What is needed: Show every line in the listing below that contains the word "winding", copying each line in full. Case counts.

Record set:

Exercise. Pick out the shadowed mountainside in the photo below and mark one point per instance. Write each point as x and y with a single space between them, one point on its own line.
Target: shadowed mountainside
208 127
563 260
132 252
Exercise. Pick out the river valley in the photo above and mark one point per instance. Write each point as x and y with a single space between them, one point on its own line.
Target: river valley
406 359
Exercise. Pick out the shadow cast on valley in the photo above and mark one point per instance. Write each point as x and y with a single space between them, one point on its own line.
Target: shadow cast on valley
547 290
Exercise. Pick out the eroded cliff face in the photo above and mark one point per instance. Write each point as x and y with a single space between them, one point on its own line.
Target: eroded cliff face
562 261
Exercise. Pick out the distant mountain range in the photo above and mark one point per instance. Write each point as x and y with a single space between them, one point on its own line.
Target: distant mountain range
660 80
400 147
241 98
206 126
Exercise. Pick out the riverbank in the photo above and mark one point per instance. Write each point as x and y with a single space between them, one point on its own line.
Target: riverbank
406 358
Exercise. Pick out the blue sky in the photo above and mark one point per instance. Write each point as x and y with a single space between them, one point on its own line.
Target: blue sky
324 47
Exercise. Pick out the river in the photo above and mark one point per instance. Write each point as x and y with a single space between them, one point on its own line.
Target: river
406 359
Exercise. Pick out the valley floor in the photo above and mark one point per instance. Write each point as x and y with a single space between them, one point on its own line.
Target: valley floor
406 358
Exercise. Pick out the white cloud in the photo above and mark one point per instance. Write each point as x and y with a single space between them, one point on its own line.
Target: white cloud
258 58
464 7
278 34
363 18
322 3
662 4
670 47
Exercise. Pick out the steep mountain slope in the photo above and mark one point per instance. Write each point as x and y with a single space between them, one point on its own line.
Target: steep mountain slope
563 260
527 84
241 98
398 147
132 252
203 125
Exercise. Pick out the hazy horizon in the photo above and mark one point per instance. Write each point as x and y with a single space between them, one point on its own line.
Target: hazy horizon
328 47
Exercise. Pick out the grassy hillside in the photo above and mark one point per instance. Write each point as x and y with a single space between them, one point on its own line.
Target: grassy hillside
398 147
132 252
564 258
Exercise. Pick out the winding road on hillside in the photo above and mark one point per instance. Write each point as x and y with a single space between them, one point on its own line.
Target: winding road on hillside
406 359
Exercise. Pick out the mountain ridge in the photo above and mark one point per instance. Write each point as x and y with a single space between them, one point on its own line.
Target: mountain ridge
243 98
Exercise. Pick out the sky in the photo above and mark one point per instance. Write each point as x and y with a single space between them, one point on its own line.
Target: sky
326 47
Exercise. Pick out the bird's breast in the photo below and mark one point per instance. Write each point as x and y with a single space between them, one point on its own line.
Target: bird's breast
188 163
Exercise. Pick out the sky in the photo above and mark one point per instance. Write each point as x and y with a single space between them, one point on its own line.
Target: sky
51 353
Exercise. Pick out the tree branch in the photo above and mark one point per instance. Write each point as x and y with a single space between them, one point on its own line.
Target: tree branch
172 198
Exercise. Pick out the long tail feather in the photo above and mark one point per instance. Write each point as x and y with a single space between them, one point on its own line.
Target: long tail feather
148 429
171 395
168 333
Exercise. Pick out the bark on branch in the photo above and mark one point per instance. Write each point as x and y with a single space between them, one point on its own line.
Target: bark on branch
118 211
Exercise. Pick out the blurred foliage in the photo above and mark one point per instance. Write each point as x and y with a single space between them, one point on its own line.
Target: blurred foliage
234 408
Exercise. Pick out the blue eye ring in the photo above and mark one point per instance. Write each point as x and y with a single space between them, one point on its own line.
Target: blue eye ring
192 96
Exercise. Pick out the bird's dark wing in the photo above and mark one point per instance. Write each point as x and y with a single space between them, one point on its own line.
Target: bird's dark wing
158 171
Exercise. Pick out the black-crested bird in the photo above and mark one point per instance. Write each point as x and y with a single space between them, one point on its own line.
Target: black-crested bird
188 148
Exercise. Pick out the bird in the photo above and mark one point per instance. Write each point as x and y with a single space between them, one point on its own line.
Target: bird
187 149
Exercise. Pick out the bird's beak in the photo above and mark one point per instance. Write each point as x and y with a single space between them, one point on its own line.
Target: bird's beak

* * *

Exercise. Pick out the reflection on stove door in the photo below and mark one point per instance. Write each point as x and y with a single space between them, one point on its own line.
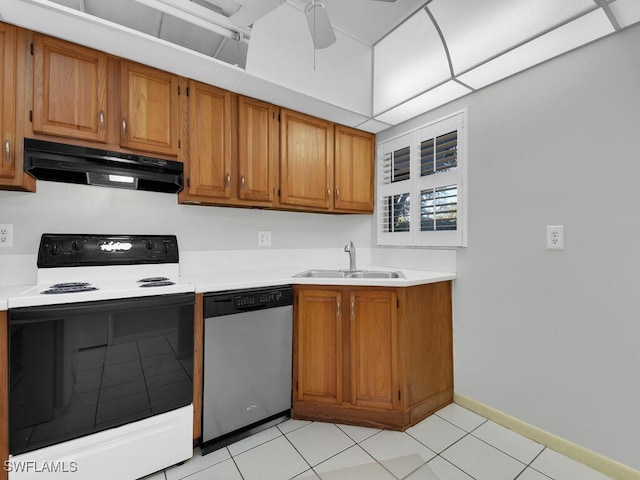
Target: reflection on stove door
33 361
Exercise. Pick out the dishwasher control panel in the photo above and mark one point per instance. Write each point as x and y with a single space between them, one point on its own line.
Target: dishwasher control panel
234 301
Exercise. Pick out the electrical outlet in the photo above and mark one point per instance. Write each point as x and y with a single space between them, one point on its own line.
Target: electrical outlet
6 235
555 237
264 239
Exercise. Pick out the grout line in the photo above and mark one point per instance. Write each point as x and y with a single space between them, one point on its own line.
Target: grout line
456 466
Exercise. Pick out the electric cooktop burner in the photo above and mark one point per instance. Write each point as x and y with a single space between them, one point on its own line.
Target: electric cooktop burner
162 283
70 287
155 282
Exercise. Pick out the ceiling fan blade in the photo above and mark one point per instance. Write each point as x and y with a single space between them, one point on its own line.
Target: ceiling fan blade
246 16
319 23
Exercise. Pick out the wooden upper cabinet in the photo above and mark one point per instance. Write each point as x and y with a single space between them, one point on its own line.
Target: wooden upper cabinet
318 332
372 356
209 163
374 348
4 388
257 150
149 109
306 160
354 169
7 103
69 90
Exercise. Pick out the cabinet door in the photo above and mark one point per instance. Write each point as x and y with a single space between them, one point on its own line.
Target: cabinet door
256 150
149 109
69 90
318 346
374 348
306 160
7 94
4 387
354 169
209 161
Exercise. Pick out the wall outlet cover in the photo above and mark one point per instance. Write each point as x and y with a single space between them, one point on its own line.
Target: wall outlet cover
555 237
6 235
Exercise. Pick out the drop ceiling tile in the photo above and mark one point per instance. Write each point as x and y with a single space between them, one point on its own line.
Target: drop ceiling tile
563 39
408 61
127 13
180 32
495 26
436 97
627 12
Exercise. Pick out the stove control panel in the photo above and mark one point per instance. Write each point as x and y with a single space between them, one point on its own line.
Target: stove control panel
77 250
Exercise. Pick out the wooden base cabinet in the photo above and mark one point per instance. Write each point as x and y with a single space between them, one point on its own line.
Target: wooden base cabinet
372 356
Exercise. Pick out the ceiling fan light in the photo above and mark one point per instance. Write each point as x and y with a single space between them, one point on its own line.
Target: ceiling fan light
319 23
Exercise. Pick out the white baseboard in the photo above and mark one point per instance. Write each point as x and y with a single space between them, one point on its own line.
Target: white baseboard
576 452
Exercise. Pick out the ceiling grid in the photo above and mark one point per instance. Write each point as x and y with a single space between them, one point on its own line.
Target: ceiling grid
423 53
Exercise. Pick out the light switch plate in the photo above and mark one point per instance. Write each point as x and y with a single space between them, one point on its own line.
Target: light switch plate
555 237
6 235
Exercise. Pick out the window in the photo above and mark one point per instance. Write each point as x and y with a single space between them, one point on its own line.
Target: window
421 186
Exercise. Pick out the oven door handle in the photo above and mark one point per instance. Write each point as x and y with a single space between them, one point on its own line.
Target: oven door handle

--

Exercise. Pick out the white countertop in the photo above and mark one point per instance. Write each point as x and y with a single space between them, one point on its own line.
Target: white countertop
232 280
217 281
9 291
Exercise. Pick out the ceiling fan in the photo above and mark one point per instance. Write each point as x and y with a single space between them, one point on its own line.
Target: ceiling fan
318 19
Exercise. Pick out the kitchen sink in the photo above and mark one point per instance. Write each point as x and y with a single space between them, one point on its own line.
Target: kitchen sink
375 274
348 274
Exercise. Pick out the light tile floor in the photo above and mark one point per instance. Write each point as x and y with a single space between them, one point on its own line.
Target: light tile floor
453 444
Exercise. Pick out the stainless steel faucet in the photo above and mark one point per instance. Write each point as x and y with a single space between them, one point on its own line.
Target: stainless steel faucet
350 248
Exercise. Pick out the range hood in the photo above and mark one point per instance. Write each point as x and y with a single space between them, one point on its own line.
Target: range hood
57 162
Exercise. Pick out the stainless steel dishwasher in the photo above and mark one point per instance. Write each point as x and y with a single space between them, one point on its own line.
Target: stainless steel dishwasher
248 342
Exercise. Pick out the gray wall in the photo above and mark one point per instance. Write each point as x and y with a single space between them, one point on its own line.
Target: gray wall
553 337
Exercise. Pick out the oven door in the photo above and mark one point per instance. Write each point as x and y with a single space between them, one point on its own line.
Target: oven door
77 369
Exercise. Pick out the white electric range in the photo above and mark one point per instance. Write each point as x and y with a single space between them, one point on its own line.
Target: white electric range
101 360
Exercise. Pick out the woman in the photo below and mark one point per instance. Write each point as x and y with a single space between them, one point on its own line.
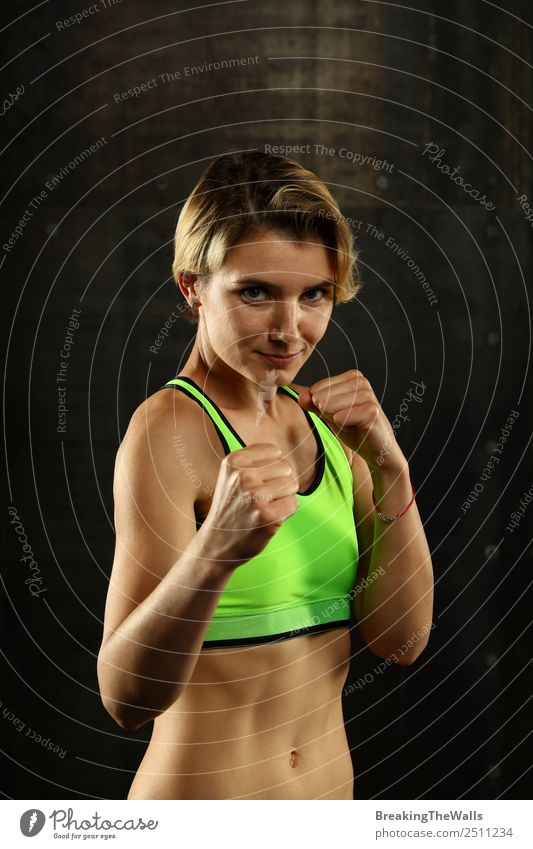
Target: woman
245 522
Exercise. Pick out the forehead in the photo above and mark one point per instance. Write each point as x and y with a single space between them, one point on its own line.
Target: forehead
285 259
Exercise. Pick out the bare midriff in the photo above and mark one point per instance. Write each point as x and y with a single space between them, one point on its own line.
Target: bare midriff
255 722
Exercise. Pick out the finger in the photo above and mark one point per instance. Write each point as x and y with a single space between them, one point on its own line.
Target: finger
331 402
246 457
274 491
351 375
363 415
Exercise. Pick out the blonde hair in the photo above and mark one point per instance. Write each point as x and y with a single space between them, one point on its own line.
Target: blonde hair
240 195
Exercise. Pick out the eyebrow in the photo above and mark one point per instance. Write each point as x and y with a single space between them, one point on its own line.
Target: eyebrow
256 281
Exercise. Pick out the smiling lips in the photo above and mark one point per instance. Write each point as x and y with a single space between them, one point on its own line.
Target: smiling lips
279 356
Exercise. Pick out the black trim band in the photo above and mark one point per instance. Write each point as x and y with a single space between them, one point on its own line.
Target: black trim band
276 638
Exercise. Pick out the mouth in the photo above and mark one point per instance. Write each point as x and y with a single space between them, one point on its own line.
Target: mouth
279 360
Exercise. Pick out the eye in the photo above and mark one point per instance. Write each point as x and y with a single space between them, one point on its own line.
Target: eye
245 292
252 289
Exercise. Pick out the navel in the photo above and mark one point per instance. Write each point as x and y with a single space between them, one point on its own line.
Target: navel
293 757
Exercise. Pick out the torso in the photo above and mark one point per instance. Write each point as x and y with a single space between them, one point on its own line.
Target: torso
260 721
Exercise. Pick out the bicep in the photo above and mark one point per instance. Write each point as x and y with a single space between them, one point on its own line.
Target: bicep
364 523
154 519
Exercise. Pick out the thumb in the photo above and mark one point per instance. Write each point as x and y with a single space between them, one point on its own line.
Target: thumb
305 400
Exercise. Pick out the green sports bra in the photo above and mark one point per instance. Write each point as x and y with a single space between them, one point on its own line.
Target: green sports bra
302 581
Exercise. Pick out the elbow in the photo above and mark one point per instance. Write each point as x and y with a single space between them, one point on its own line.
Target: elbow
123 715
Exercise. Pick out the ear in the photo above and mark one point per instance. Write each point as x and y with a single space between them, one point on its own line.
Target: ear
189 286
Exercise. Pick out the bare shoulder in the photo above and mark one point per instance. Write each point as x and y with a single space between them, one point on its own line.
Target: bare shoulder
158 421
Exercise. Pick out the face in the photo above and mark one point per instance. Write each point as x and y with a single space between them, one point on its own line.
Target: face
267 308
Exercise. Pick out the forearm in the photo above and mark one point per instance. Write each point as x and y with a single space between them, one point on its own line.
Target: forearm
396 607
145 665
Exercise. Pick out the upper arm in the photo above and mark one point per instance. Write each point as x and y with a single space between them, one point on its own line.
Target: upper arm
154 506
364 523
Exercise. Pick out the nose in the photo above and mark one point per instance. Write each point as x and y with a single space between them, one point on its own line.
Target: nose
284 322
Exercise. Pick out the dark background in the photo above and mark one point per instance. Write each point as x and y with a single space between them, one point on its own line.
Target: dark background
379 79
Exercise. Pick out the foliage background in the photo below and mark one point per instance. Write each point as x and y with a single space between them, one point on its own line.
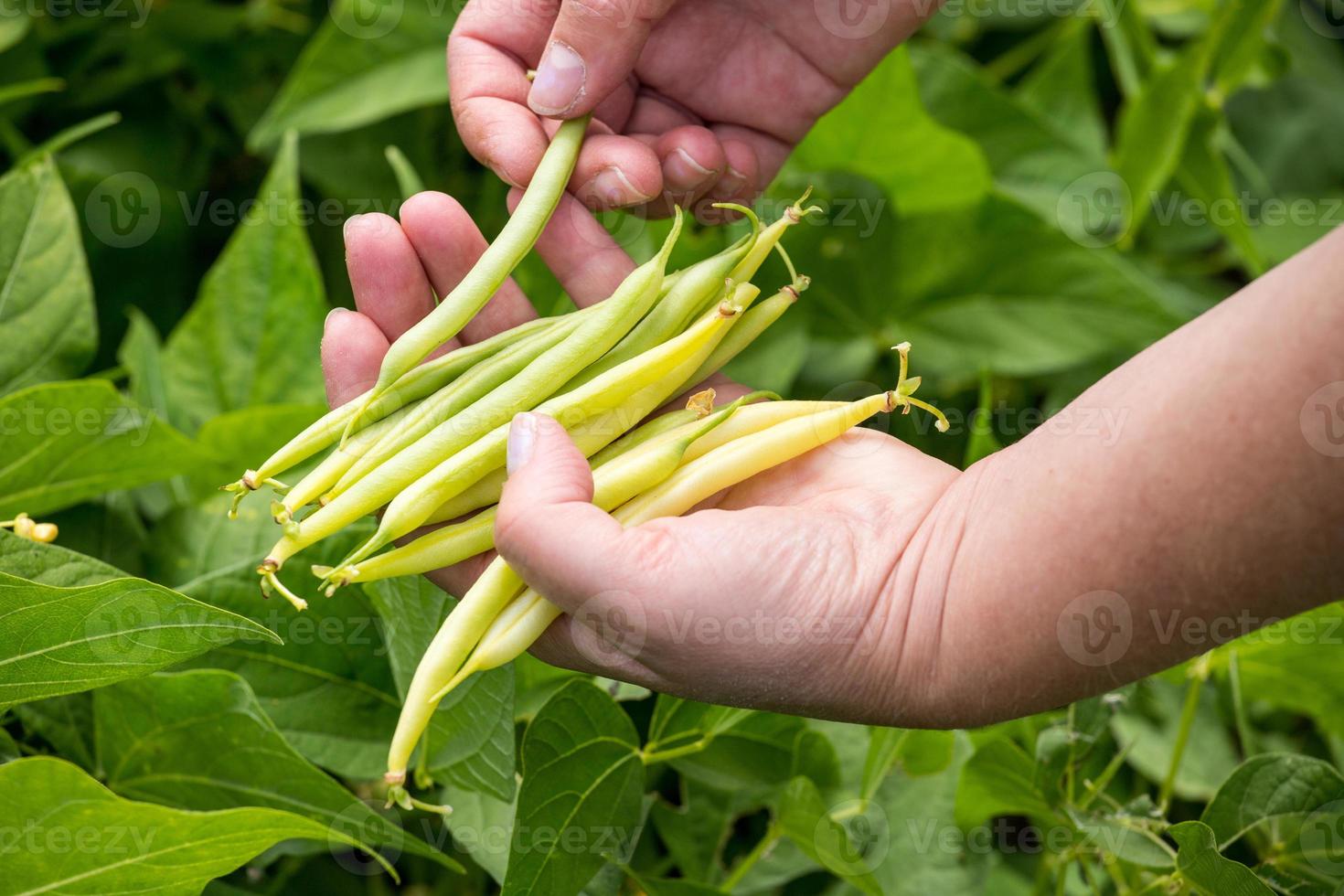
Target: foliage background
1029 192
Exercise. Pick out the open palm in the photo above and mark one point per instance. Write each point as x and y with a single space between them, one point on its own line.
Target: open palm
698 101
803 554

Answer to the problem:
Exercise. Pick out the winding road on hillside in the photo above and mark one point per instance. Write each point as x and y with a single space between them, one point on its own line.
Target: winding road on hillside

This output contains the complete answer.